■ **Extracted data**:
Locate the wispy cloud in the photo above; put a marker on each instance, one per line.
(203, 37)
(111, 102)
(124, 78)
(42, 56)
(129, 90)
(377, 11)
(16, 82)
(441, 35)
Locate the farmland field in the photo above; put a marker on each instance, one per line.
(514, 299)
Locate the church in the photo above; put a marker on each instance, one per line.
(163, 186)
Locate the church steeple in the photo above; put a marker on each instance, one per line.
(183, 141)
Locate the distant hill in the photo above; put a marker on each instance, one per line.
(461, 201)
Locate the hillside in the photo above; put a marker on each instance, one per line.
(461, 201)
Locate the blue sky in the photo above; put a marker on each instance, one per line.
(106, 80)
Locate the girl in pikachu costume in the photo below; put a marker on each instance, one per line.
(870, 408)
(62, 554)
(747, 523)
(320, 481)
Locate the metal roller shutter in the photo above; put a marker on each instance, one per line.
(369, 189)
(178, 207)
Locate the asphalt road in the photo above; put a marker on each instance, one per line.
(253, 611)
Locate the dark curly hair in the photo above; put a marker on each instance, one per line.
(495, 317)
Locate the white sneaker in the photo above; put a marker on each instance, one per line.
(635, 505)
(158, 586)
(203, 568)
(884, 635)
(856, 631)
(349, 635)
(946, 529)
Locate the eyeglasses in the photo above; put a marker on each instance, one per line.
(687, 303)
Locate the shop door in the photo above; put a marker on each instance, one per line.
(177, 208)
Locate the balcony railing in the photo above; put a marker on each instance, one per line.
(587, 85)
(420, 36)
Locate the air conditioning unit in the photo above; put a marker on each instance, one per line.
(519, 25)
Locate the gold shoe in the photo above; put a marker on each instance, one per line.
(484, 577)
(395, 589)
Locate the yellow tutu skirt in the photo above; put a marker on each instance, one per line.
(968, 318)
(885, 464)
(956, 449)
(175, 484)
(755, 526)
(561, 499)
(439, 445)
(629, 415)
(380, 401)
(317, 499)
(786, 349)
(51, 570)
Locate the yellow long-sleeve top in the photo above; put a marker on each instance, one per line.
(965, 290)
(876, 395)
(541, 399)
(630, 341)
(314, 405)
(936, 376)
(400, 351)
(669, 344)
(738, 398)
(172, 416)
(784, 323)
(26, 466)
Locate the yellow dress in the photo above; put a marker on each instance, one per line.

■ **Given exercise**:
Recopy all the lines exactly as they appear.

■ **Final answer**:
Locate the wispy cloud in the photo above; put a marker on each instance, one per line.
(203, 37)
(111, 102)
(124, 78)
(42, 56)
(129, 90)
(377, 11)
(16, 82)
(441, 35)
Locate the farmland field in the photo above; put a marker on each instance, one per line.
(514, 299)
Locate the church in the photo above; put a marker on each instance, one per line.
(163, 186)
Locate the church steeple in the photo above; put a marker on each instance, one per line.
(183, 141)
Locate the distant hill in the photo above; put a marker on each instance, one per line.
(461, 201)
Locate the hillside in the photo above; put a marker on each instance, one per line.
(461, 201)
Locate the blue sky in the photo above; put a marker on each instance, one per line.
(106, 80)
Locate the girl in pikachu costume in the photo below; put a marker on each instance, one per line.
(870, 408)
(62, 554)
(747, 523)
(320, 481)
Locate the metal roller shutter in the photo above; put a marker on each instance, one per line.
(369, 189)
(178, 207)
Locate the asphalt road in the photo above; put a marker on each instance, one per line.
(253, 611)
Locate the dark curly hair in the photo above; put a marker on each instance, one per line.
(495, 317)
Locate the white sneaker in the photo above; put a marker on each instance, one per line.
(635, 505)
(158, 586)
(203, 568)
(884, 635)
(856, 631)
(349, 635)
(946, 529)
Locate the eyeglasses in the photo above; put a marker on each instance, one per line.
(687, 303)
Locate the shop door in the photo above; put a marker on each instance, one per line.
(177, 208)
Locate the balcony railing in the photo above; put a marker on each instance, one per line.
(587, 85)
(420, 36)
Locate the air conditioning unit in the photo above; put a marker on each instance, one per line.
(519, 25)
Locate the gold shoe in the photo above; put a marker on each instance, one per line.
(484, 577)
(395, 589)
Locate the yellow tutu skirt in the photo above; put a marker on each instance, one per line.
(968, 318)
(885, 464)
(956, 449)
(175, 484)
(755, 526)
(561, 499)
(439, 445)
(629, 415)
(380, 401)
(317, 499)
(786, 349)
(51, 570)
Locate the yellow long-sleeve top in the photo above; put a marker on each instance, one per line.
(965, 290)
(876, 395)
(541, 399)
(630, 341)
(314, 405)
(936, 376)
(400, 351)
(669, 344)
(738, 398)
(172, 416)
(784, 323)
(26, 466)
Locate the yellow dress in the photo above; put a marker on each instance, one per line.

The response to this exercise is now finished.